>> Start Data entries
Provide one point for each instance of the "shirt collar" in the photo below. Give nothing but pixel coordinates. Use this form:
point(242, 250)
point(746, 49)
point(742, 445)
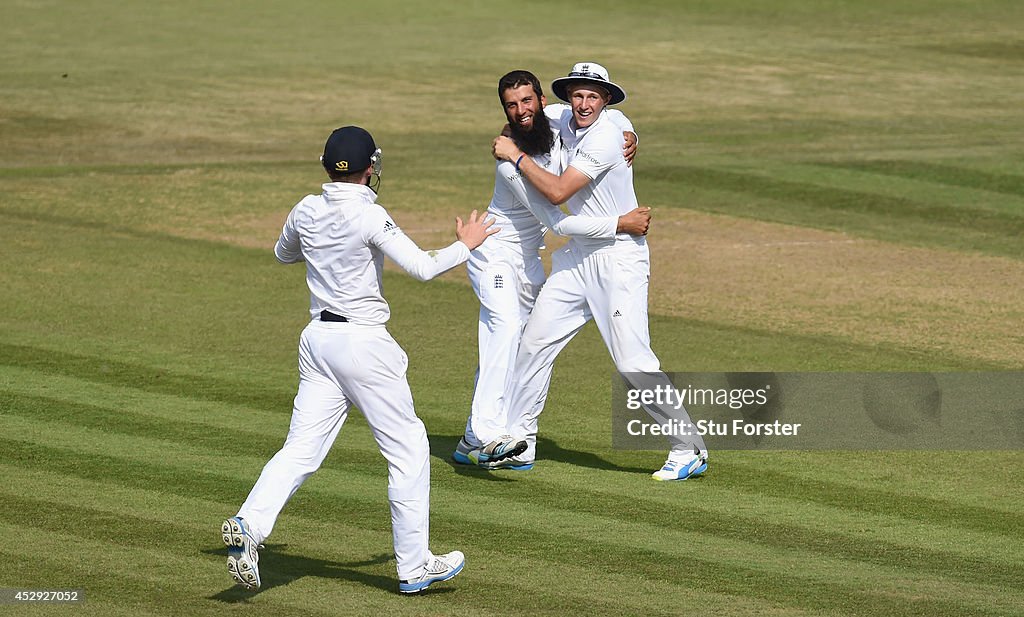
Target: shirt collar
point(336, 191)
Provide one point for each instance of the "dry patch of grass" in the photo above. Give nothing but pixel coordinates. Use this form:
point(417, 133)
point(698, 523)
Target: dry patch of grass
point(788, 279)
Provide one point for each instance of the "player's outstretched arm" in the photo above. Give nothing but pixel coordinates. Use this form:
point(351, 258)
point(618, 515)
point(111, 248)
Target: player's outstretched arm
point(424, 265)
point(635, 222)
point(630, 146)
point(555, 188)
point(474, 230)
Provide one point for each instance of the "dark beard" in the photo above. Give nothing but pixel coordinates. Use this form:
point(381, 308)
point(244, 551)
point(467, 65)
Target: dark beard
point(537, 140)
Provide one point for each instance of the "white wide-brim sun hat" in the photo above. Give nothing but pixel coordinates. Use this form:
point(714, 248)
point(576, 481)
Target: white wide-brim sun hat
point(590, 73)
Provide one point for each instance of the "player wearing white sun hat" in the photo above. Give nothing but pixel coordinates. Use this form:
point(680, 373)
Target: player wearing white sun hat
point(347, 357)
point(604, 279)
point(506, 272)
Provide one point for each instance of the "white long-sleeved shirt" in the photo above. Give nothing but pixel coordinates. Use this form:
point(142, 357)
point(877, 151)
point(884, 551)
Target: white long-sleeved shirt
point(597, 152)
point(520, 210)
point(342, 235)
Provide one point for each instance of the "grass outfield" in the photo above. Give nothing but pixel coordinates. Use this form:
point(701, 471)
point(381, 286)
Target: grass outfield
point(855, 166)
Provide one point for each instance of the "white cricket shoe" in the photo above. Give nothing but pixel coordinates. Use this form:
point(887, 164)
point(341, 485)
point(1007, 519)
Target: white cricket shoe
point(503, 447)
point(243, 555)
point(439, 567)
point(681, 466)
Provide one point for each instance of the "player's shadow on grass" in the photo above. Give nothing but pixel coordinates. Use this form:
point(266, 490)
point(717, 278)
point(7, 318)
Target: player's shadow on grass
point(278, 568)
point(442, 446)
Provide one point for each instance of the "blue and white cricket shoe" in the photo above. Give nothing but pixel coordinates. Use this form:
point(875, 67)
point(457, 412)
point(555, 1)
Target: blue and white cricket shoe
point(515, 464)
point(505, 446)
point(243, 555)
point(464, 453)
point(439, 567)
point(681, 466)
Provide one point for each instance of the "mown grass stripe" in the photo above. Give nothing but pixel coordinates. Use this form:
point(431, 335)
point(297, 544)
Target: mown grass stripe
point(830, 199)
point(146, 379)
point(132, 530)
point(937, 173)
point(873, 549)
point(901, 509)
point(316, 501)
point(315, 546)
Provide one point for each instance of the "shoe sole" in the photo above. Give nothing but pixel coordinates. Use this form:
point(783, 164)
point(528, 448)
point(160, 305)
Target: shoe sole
point(462, 458)
point(420, 586)
point(525, 467)
point(697, 472)
point(243, 570)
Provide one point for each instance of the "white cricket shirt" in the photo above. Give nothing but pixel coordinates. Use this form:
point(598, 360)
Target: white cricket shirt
point(520, 210)
point(342, 235)
point(597, 151)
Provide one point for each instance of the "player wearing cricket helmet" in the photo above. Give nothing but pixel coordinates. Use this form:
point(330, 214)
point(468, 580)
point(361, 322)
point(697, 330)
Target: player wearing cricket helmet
point(604, 279)
point(347, 357)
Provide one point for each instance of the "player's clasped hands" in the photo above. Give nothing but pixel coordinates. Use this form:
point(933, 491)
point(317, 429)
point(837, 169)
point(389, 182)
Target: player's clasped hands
point(505, 149)
point(635, 222)
point(475, 229)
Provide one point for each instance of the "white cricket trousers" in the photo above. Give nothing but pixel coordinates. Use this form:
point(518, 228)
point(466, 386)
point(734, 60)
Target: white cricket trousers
point(608, 284)
point(507, 280)
point(343, 364)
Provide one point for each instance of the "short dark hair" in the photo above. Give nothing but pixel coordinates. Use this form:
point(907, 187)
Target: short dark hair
point(515, 79)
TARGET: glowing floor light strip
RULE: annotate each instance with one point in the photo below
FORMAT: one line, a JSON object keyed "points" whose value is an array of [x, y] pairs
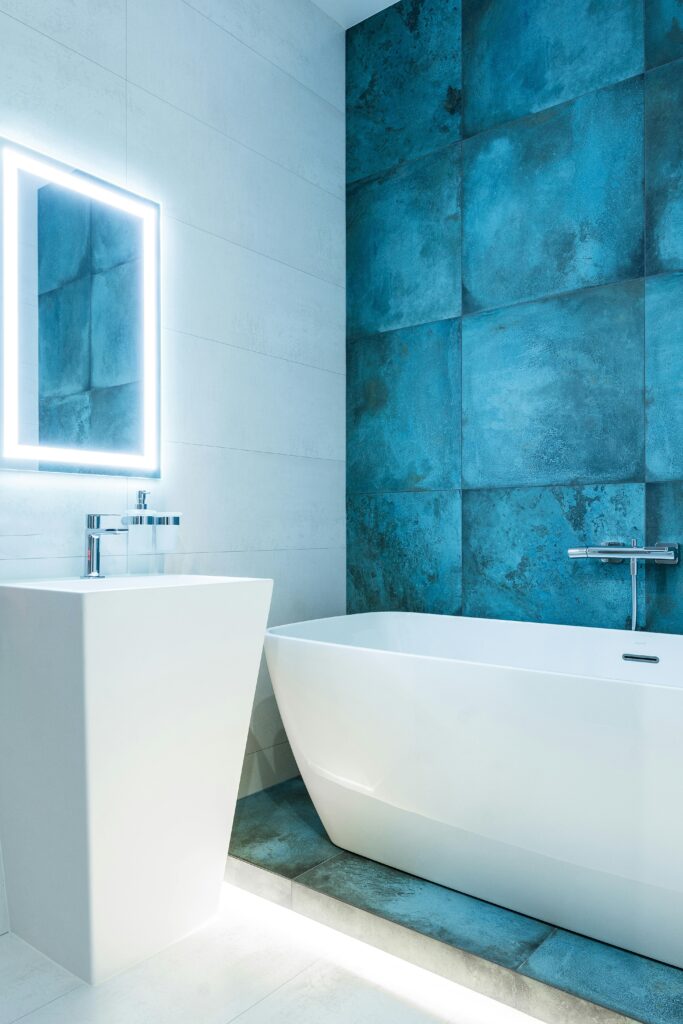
{"points": [[14, 161]]}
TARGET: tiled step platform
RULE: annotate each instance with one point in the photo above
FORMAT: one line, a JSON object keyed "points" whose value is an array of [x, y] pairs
{"points": [[280, 851]]}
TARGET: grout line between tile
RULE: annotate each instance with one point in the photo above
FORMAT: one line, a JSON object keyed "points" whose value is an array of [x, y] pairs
{"points": [[273, 64], [244, 145], [553, 931], [276, 989], [254, 351], [326, 860], [257, 252]]}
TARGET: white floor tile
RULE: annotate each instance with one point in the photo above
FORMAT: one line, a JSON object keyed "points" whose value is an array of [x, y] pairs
{"points": [[209, 978], [255, 963], [28, 979]]}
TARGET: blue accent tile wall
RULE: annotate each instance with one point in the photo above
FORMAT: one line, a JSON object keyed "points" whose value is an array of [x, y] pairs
{"points": [[89, 324], [515, 301]]}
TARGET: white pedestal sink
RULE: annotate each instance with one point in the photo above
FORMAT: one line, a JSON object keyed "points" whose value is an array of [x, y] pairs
{"points": [[124, 713]]}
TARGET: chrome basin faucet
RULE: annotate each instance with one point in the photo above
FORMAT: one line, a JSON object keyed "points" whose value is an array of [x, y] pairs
{"points": [[99, 524], [95, 528]]}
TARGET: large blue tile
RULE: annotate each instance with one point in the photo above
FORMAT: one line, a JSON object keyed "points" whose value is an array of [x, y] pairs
{"points": [[632, 985], [63, 237], [66, 422], [63, 339], [117, 326], [117, 238], [403, 246], [403, 410], [665, 583], [280, 830], [469, 924], [554, 202], [402, 85], [116, 419], [553, 390], [664, 31], [522, 57], [664, 377], [403, 552], [664, 168], [515, 563]]}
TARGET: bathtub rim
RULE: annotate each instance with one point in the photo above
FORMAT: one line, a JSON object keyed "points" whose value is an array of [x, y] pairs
{"points": [[280, 633]]}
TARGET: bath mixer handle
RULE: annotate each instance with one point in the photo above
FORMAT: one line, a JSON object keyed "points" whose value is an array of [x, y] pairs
{"points": [[663, 554]]}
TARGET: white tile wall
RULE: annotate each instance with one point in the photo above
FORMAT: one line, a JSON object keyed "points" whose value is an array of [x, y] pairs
{"points": [[229, 113]]}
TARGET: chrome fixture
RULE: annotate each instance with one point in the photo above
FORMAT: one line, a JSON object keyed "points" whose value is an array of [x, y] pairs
{"points": [[96, 527], [94, 530], [615, 552]]}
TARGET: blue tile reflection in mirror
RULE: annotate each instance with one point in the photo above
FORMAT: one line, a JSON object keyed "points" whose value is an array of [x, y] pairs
{"points": [[80, 322]]}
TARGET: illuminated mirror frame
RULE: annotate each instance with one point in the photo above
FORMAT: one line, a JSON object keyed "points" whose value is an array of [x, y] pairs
{"points": [[146, 463]]}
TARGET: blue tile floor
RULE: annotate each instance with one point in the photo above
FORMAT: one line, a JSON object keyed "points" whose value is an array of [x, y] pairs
{"points": [[280, 830]]}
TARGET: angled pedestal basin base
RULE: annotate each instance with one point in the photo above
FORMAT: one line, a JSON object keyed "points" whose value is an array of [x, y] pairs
{"points": [[124, 712]]}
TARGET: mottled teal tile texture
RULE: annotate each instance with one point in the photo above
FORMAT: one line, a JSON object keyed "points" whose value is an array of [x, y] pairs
{"points": [[63, 237], [482, 929], [664, 168], [403, 77], [403, 551], [90, 324], [117, 325], [665, 585], [280, 830], [402, 388], [117, 238], [554, 202], [552, 230], [514, 553], [520, 57], [553, 390], [629, 984], [664, 31], [664, 377], [69, 417], [63, 339], [116, 418], [403, 246]]}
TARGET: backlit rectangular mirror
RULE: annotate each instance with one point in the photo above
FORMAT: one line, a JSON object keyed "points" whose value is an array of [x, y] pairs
{"points": [[80, 315]]}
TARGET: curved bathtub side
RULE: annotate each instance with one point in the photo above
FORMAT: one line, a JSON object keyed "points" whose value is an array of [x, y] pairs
{"points": [[548, 794]]}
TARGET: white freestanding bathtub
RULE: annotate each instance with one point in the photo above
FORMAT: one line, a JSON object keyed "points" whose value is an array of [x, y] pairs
{"points": [[528, 765]]}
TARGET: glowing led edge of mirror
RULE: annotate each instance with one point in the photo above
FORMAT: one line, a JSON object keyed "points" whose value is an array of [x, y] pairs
{"points": [[13, 161]]}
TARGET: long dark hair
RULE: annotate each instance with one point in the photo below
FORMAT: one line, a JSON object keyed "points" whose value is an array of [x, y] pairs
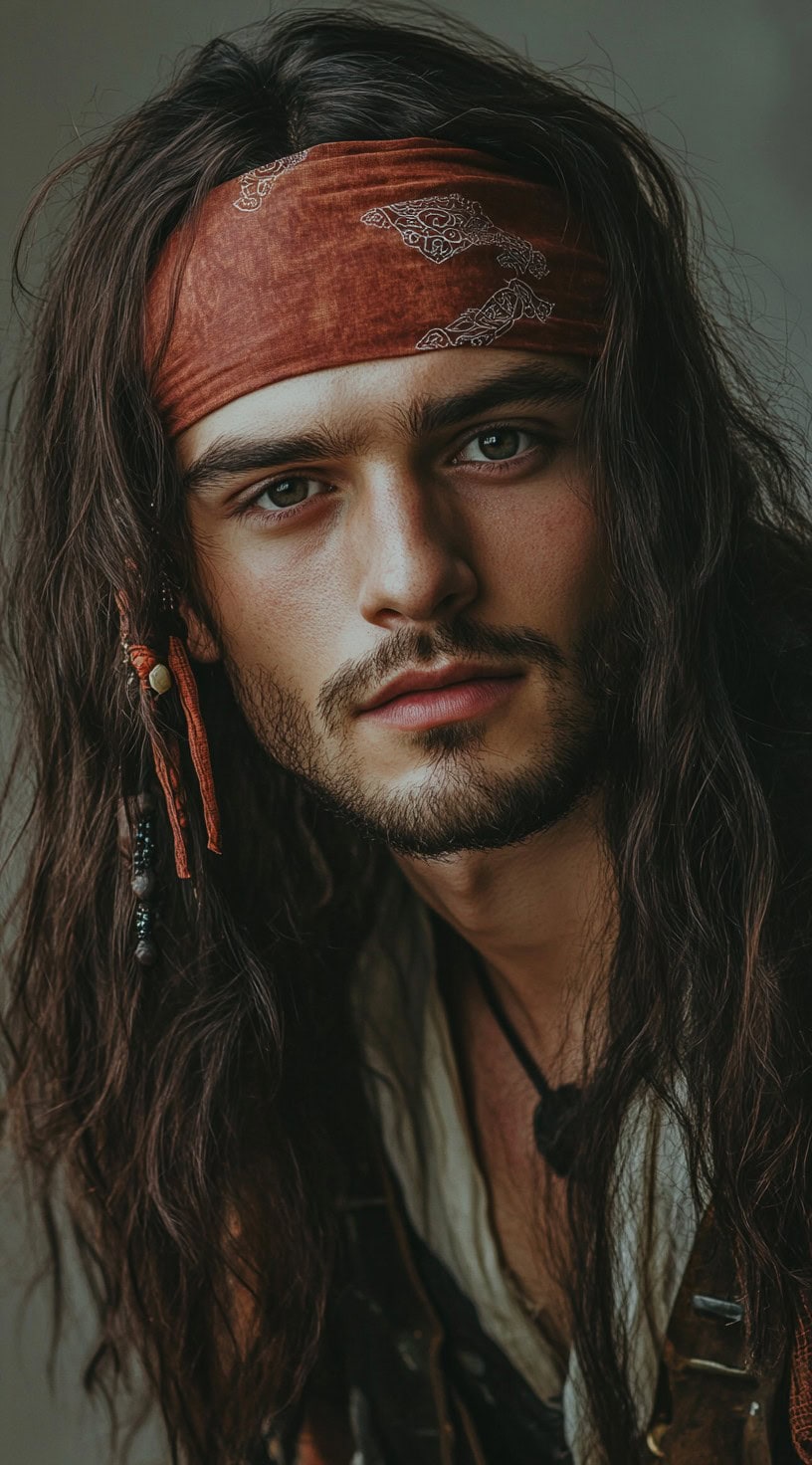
{"points": [[186, 1108]]}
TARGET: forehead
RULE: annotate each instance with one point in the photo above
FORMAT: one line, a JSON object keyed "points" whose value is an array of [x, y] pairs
{"points": [[390, 394]]}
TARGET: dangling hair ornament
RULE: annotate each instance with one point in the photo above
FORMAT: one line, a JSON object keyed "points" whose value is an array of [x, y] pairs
{"points": [[157, 677]]}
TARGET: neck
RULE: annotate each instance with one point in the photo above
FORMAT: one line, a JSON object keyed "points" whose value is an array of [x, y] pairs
{"points": [[542, 918]]}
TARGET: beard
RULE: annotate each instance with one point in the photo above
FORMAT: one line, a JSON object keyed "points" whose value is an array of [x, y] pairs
{"points": [[461, 803]]}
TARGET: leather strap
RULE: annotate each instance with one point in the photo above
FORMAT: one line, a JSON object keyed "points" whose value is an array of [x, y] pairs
{"points": [[711, 1405]]}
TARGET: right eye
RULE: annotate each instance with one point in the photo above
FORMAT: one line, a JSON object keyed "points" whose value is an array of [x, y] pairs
{"points": [[286, 493]]}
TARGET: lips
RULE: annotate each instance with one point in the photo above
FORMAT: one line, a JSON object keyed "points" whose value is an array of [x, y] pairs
{"points": [[412, 682], [417, 702]]}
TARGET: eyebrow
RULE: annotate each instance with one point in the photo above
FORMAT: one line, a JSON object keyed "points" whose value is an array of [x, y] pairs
{"points": [[529, 381]]}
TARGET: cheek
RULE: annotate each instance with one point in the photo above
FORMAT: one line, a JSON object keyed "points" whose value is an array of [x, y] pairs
{"points": [[270, 615], [545, 561]]}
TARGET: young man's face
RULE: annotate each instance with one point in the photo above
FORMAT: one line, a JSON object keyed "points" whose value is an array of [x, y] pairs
{"points": [[369, 529]]}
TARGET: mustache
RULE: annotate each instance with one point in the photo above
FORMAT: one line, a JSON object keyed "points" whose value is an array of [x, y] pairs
{"points": [[409, 648]]}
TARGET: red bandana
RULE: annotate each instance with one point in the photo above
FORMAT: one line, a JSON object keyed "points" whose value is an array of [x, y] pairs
{"points": [[358, 251]]}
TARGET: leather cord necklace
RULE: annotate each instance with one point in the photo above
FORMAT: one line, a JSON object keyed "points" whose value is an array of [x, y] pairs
{"points": [[555, 1111]]}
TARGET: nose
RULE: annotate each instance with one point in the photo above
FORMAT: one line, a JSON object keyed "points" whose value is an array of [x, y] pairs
{"points": [[412, 554]]}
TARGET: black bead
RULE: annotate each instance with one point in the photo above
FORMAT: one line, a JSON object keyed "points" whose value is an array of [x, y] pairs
{"points": [[555, 1127], [144, 884]]}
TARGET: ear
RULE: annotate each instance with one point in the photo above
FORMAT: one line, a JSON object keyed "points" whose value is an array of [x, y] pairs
{"points": [[200, 641]]}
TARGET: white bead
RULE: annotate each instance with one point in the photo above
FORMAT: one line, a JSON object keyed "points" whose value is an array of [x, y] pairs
{"points": [[160, 677]]}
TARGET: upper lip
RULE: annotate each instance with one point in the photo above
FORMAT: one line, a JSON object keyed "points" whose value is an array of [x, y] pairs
{"points": [[440, 677]]}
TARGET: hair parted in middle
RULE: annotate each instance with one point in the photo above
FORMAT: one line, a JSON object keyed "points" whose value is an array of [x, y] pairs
{"points": [[194, 1110]]}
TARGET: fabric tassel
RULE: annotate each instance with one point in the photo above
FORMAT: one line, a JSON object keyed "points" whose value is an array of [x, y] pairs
{"points": [[155, 679], [198, 740], [166, 756]]}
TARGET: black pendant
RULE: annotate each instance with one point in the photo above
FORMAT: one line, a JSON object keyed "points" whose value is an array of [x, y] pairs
{"points": [[555, 1129]]}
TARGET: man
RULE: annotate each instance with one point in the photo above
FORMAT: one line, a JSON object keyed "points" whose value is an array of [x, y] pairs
{"points": [[427, 1054]]}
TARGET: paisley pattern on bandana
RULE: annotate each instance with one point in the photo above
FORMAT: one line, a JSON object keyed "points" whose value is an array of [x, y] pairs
{"points": [[445, 224], [257, 183], [483, 324]]}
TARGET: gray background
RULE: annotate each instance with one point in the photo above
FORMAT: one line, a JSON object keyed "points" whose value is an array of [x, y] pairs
{"points": [[722, 83]]}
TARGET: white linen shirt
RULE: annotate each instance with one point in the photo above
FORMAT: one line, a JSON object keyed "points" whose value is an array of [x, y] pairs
{"points": [[415, 1090]]}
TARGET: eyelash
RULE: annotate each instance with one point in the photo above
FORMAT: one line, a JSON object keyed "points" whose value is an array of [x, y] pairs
{"points": [[250, 506]]}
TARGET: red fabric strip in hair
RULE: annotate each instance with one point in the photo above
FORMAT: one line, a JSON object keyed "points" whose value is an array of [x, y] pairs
{"points": [[356, 251]]}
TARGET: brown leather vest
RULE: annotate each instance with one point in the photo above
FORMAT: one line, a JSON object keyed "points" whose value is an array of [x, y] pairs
{"points": [[381, 1396]]}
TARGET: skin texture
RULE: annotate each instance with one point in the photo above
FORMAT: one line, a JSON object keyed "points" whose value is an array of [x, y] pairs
{"points": [[415, 546]]}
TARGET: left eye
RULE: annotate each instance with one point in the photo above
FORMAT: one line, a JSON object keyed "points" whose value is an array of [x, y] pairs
{"points": [[498, 444]]}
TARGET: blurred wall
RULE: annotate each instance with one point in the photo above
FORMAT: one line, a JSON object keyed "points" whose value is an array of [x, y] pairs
{"points": [[722, 83]]}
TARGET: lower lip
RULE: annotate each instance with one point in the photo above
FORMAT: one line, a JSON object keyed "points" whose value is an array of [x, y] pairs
{"points": [[437, 705]]}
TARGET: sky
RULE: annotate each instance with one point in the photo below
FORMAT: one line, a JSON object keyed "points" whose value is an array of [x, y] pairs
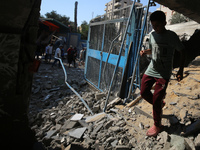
>> End Data entries
### Brief
Retype the records above, from their first line through the line with "point(788, 279)", keeping every character unchanged. Leave out the pictures.

### Finished exercise
Provide one point for each instance of the "shirt collar" in the photo below. Give nothing but pixel coordinates. Use this form:
point(242, 250)
point(746, 49)
point(742, 445)
Target: shirt collar
point(336, 191)
Provide one point for each instance of the "dry patch of grass" in the photo above. Give nothing but pixel coordinates. Use this form:
point(417, 133)
point(698, 523)
Target: dry patch of grass
point(788, 279)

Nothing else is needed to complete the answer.